[数据行]
====================
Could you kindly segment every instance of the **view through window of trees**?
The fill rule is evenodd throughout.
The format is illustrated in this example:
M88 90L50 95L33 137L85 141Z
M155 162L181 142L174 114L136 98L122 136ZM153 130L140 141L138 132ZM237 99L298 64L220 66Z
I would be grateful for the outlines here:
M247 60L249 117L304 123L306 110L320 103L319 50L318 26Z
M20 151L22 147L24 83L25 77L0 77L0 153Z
====================
[练习要求] 请将列表从开头一直到含有“I would be grateful”的那一行（含该行）重新写出，把其中的“example”改为“sample”，其余内容不变，只给出这几行。

[练习结果]
Could you kindly segment every instance of the **view through window of trees**?
The fill rule is evenodd throughout.
The format is illustrated in this sample:
M88 90L50 95L33 137L85 141Z
M155 162L181 142L174 114L136 98L122 136ZM153 130L140 141L138 132ZM237 99L298 64L220 66Z
I would be grateful for the outlines here:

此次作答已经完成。